### Task objective
Apart from the pictures, every entry below must be given again exactly.

━━━━━ Stored data

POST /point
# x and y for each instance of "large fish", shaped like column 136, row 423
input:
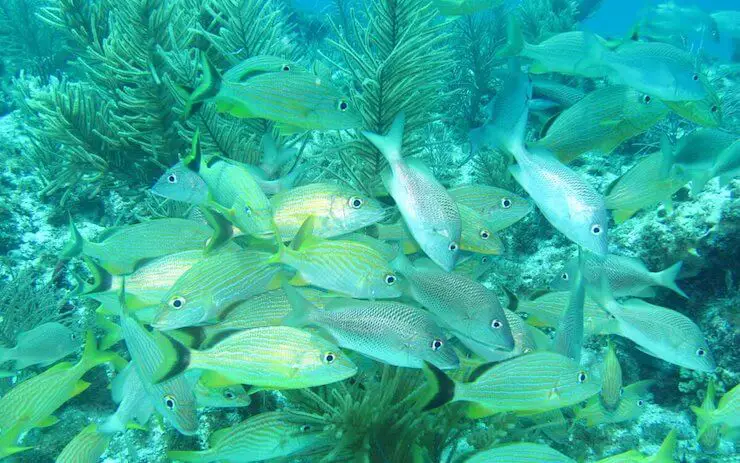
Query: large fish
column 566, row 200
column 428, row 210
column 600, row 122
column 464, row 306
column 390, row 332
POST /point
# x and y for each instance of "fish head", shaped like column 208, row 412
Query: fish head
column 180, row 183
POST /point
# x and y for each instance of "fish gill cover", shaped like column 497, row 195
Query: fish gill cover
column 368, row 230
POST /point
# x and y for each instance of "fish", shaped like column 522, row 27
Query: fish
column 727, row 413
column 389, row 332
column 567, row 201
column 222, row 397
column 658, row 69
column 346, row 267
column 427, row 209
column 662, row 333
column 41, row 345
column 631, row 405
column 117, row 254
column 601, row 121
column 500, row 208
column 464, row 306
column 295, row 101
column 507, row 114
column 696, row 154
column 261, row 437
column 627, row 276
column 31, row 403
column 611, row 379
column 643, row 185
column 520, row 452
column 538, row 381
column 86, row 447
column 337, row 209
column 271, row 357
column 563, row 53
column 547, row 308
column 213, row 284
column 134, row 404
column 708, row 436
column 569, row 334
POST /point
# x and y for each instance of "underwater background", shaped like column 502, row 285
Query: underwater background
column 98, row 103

━━━━━━━━━━

### Answer
POST /point
# x and y for each instance of "large fish", shaped like column 136, row 423
input:
Query: large fish
column 566, row 200
column 428, row 210
column 600, row 122
column 464, row 306
column 390, row 332
POST /point
# x and y for each instance of "fish head", shaped like column 208, row 412
Query: fish head
column 180, row 183
POST /point
# x and y for each instance of "fish gill cover", shaped like column 497, row 195
Query: fish gill cover
column 368, row 230
POST /point
# x and y for each instance of "fish", shaped like column 522, row 27
Query: fish
column 727, row 413
column 389, row 332
column 567, row 201
column 222, row 397
column 658, row 69
column 346, row 267
column 427, row 209
column 662, row 333
column 41, row 345
column 631, row 405
column 117, row 254
column 601, row 121
column 500, row 208
column 464, row 306
column 295, row 101
column 507, row 114
column 696, row 154
column 261, row 437
column 627, row 276
column 31, row 403
column 611, row 379
column 643, row 185
column 520, row 452
column 538, row 381
column 86, row 447
column 337, row 209
column 271, row 357
column 563, row 53
column 547, row 308
column 213, row 284
column 134, row 404
column 708, row 436
column 569, row 334
POST /point
# x and y for each instance of "underwater background", shaped like column 502, row 285
Query: underwater background
column 98, row 103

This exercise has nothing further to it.